> **SHORT PROBLEM**
From the records below, copy the lines word for word, starting at the line that contains "Guideline: every book" and stopping after the line that contains "214, 51, 263, 114".

> **EXCERPTED DATA**
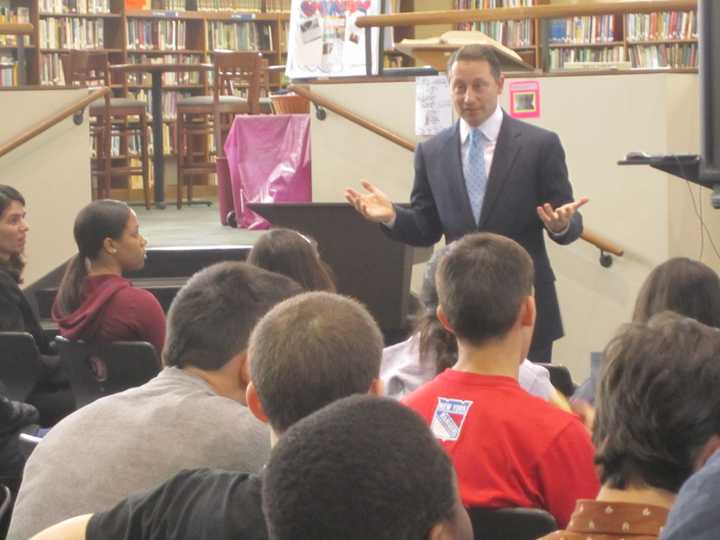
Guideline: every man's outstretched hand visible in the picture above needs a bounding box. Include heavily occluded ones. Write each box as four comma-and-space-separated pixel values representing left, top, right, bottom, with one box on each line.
345, 180, 395, 223
537, 197, 590, 234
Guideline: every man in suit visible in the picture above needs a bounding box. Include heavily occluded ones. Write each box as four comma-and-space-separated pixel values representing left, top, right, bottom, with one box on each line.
346, 45, 588, 362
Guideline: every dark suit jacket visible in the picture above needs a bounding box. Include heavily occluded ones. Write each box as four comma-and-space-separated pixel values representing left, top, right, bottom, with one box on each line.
385, 114, 582, 343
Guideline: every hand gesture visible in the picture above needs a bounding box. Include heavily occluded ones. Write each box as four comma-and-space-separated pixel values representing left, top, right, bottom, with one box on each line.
345, 180, 395, 223
537, 197, 590, 234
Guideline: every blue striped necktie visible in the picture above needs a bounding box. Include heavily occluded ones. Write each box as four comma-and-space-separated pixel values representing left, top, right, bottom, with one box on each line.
463, 128, 487, 224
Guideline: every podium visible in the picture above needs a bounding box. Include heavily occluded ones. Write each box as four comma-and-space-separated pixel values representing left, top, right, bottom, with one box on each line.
249, 203, 432, 335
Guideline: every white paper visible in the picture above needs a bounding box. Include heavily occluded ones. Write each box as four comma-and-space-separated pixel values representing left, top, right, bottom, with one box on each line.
415, 75, 452, 136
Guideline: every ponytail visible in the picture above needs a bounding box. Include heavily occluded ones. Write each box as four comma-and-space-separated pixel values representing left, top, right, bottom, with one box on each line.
52, 253, 87, 319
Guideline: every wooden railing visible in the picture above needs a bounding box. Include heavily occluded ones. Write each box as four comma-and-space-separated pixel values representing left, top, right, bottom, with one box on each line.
288, 84, 625, 267
0, 87, 110, 158
356, 0, 696, 28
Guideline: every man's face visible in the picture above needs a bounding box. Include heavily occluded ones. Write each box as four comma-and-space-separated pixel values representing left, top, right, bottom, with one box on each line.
450, 60, 504, 127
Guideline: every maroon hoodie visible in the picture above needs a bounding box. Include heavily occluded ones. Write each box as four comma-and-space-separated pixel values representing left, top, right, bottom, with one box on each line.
52, 274, 165, 354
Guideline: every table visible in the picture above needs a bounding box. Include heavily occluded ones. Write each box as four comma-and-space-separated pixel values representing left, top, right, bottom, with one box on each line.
110, 64, 214, 209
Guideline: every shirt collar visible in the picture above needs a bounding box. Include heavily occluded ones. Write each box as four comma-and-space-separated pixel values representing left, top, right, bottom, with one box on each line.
460, 103, 503, 144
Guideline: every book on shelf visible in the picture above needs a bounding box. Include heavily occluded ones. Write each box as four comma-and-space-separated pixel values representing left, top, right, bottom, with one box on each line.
38, 0, 110, 14
197, 0, 262, 13
127, 19, 187, 51
548, 15, 622, 44
207, 21, 273, 51
625, 11, 698, 41
0, 3, 30, 47
550, 45, 629, 70
629, 43, 698, 69
40, 16, 105, 49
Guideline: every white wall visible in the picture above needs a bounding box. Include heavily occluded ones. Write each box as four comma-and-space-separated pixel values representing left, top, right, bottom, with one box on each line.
311, 74, 708, 380
0, 90, 91, 286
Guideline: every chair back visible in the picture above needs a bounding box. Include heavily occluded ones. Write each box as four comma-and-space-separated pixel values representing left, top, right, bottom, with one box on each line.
55, 336, 160, 408
0, 332, 43, 401
61, 50, 110, 87
538, 362, 575, 398
468, 508, 558, 540
214, 51, 263, 114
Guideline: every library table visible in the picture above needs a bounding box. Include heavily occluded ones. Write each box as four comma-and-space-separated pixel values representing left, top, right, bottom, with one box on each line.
110, 64, 213, 209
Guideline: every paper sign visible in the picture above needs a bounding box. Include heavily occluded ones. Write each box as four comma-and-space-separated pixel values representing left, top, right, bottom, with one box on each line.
285, 0, 382, 79
415, 75, 452, 136
510, 81, 540, 118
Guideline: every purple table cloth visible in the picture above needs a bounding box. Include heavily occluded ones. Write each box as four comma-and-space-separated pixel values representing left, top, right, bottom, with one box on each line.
218, 114, 312, 229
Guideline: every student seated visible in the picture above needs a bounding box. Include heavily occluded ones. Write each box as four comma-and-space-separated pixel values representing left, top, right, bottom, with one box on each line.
247, 229, 335, 292
403, 233, 600, 526
380, 245, 556, 400
29, 292, 383, 540
573, 257, 720, 405
0, 185, 75, 427
545, 312, 720, 540
8, 262, 302, 540
263, 396, 473, 540
52, 199, 165, 355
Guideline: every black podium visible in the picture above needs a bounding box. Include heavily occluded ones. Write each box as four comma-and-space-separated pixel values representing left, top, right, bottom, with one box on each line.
249, 203, 430, 335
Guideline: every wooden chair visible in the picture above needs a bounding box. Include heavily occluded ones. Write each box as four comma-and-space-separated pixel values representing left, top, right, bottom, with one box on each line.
55, 336, 160, 409
0, 332, 43, 401
468, 508, 558, 540
61, 50, 150, 209
176, 51, 267, 208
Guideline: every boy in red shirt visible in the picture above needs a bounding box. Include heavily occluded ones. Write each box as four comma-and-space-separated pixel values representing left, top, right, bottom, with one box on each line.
403, 233, 600, 527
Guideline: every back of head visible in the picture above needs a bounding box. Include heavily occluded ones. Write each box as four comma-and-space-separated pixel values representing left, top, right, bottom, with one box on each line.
593, 312, 720, 493
163, 262, 302, 371
53, 199, 131, 318
437, 233, 534, 345
247, 229, 335, 292
263, 396, 460, 540
633, 257, 720, 328
0, 184, 25, 283
248, 292, 383, 433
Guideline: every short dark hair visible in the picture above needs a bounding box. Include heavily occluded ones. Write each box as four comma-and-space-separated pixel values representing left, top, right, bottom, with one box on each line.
593, 312, 720, 493
447, 44, 502, 81
248, 292, 383, 433
262, 396, 457, 540
437, 233, 534, 345
633, 257, 720, 328
247, 229, 335, 292
163, 262, 302, 371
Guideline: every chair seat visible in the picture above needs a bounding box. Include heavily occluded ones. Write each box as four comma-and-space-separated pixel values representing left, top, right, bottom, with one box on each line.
90, 98, 147, 115
177, 96, 247, 107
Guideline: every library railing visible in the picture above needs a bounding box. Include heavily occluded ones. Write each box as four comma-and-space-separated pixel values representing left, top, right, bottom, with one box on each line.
288, 84, 625, 268
0, 87, 110, 158
356, 0, 696, 75
0, 23, 34, 85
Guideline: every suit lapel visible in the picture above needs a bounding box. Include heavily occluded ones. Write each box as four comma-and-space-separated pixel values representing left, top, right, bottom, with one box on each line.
480, 112, 522, 229
443, 122, 477, 230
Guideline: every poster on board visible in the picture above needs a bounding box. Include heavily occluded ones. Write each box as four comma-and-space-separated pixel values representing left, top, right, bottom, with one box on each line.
285, 0, 382, 79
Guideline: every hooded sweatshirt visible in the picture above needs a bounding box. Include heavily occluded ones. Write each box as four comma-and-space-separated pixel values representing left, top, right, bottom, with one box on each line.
53, 274, 165, 355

> **ANSWER TO THE TASK**
Guideline: every book on shelf visible in the picture above needs a bounding box. Include heavily occluded ones. Write each box as four comma-and-space-separated pixel values representing left, top, right, bottom, with one box on each line.
38, 0, 110, 14
197, 0, 262, 13
127, 19, 187, 51
548, 15, 622, 44
207, 21, 273, 51
625, 11, 698, 41
0, 3, 30, 47
550, 45, 629, 70
629, 43, 698, 69
40, 16, 105, 49
Guideline: every white wall visible in the picture above needs a bounding box. Include heavily occluded ones. Write each box as four comma-and-space-separated pixel values representing left, top, right, bottom, with one box on each line.
311, 74, 708, 380
0, 90, 91, 286
Guideline: every chair back visible in the picture above needs a bounding box. Include heavily occluded ones. Write each box as four comma-and-space-separated pixel values representing left, top, right, bottom, with one box on each line.
55, 336, 160, 408
0, 332, 43, 401
61, 50, 110, 87
538, 362, 575, 398
468, 508, 558, 540
214, 51, 263, 114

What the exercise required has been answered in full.